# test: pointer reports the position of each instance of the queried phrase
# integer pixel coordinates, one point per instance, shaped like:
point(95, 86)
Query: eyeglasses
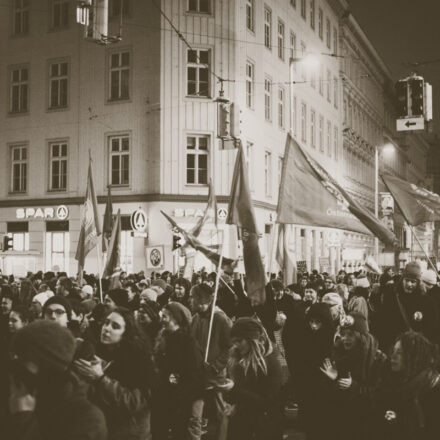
point(56, 312)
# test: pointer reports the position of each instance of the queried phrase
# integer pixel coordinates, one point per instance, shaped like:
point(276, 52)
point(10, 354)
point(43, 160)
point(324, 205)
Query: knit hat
point(180, 314)
point(332, 299)
point(202, 293)
point(429, 277)
point(119, 297)
point(160, 283)
point(62, 301)
point(412, 271)
point(355, 321)
point(151, 294)
point(247, 328)
point(46, 343)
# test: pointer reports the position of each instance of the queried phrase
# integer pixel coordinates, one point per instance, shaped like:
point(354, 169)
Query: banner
point(418, 205)
point(310, 196)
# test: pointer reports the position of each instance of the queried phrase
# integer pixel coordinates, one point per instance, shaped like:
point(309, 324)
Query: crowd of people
point(157, 357)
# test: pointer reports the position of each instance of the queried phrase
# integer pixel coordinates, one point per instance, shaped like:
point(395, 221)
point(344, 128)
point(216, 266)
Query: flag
point(241, 213)
point(114, 247)
point(228, 264)
point(418, 205)
point(90, 230)
point(285, 254)
point(107, 224)
point(310, 196)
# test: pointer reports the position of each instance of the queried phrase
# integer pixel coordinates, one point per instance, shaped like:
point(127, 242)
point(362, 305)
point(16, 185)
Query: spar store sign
point(60, 212)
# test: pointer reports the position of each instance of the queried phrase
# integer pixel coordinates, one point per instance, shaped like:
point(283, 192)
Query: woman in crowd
point(121, 377)
point(177, 398)
point(256, 384)
point(407, 400)
point(353, 372)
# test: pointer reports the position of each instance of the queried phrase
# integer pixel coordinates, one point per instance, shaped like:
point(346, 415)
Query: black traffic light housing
point(8, 243)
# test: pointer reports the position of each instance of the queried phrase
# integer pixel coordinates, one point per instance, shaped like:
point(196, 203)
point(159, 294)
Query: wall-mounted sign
point(154, 256)
point(61, 213)
point(138, 220)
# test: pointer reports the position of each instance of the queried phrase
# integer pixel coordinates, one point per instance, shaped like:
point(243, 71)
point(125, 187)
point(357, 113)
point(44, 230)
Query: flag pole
point(211, 321)
point(423, 249)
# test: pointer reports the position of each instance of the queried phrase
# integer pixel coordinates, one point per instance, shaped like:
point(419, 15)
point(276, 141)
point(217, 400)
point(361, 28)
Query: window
point(281, 40)
point(19, 90)
point(59, 14)
point(321, 80)
point(313, 128)
point(281, 107)
point(119, 160)
point(21, 17)
point(250, 15)
point(268, 28)
point(303, 122)
point(120, 75)
point(321, 133)
point(114, 8)
point(18, 168)
point(329, 138)
point(198, 72)
point(250, 85)
point(328, 86)
point(327, 32)
point(200, 6)
point(58, 166)
point(250, 164)
point(312, 14)
point(19, 231)
point(58, 85)
point(197, 160)
point(268, 173)
point(335, 92)
point(57, 245)
point(268, 99)
point(303, 9)
point(320, 23)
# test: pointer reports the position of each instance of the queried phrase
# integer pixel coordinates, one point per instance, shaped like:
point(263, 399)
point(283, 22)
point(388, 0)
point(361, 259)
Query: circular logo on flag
point(62, 212)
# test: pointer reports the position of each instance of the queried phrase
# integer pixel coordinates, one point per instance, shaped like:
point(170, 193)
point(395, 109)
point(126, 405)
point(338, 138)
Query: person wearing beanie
point(56, 403)
point(352, 373)
point(201, 302)
point(255, 384)
point(177, 404)
point(121, 377)
point(406, 306)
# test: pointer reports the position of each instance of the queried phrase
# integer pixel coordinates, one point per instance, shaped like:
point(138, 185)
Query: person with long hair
point(121, 377)
point(255, 385)
point(353, 371)
point(407, 399)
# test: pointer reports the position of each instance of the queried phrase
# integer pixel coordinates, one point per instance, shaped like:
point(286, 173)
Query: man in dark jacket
point(47, 400)
point(407, 306)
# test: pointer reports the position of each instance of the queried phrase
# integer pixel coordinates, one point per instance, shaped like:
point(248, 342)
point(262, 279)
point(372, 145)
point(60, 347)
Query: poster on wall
point(155, 257)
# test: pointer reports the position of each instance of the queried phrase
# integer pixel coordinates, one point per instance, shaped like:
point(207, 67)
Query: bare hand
point(345, 384)
point(328, 369)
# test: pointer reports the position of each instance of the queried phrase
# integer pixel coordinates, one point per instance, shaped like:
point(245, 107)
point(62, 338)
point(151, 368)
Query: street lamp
point(386, 148)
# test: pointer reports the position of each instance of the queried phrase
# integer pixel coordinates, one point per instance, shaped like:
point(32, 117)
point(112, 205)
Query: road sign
point(409, 124)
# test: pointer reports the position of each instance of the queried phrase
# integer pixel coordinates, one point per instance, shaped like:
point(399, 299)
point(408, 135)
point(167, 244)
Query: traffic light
point(402, 98)
point(176, 240)
point(417, 90)
point(8, 243)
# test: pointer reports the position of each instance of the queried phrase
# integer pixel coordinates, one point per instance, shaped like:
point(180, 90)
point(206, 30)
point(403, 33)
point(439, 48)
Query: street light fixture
point(386, 148)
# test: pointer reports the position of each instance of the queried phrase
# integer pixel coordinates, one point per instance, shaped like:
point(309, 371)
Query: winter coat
point(63, 412)
point(123, 393)
point(420, 315)
point(407, 410)
point(258, 408)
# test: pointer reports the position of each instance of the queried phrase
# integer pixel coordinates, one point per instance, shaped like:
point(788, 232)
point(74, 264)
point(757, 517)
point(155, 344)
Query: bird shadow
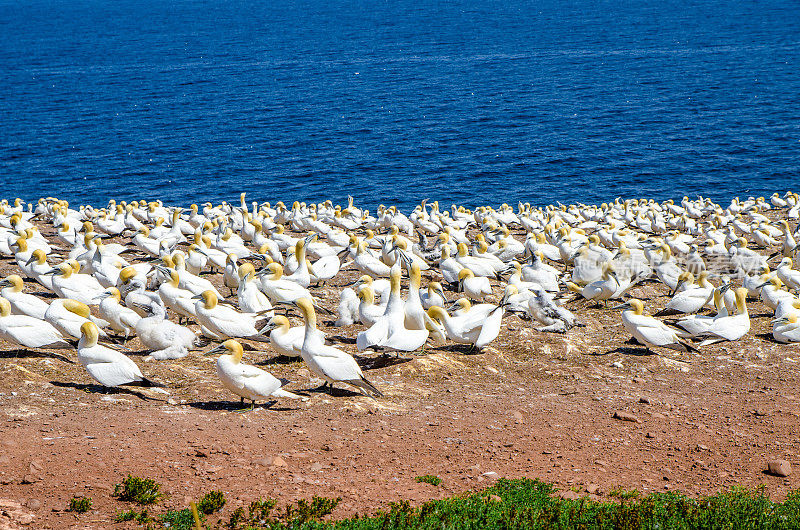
point(31, 354)
point(99, 389)
point(465, 349)
point(380, 361)
point(332, 391)
point(342, 339)
point(638, 352)
point(279, 360)
point(235, 406)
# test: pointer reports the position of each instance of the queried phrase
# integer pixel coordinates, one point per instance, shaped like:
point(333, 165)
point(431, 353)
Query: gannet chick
point(165, 339)
point(475, 287)
point(286, 340)
point(329, 363)
point(347, 311)
point(67, 316)
point(477, 326)
point(389, 330)
point(28, 331)
point(648, 330)
point(691, 300)
point(553, 317)
point(21, 303)
point(244, 380)
point(106, 366)
point(122, 319)
point(786, 329)
point(251, 299)
point(731, 327)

+ + + + + + +

Can you write out the items above, word for word, from their first line through the line holding "point(46, 343)", both ends included, with the pictures left out?

# test: pointer reports the position of each instance of the queried phrase
# integer pixel coordinates, one point per instance, shaped like:
point(95, 86)
Query: eyeglasses
point(56, 312)
# test: pointer reports the position of each instance of the queried phrase
# integer pixel coordinates, one point per instance, shaped like:
point(276, 52)
point(10, 354)
point(43, 160)
point(324, 205)
Query: knit hat
point(180, 314)
point(332, 299)
point(202, 293)
point(429, 277)
point(119, 297)
point(160, 283)
point(62, 301)
point(412, 271)
point(355, 321)
point(151, 294)
point(247, 328)
point(46, 343)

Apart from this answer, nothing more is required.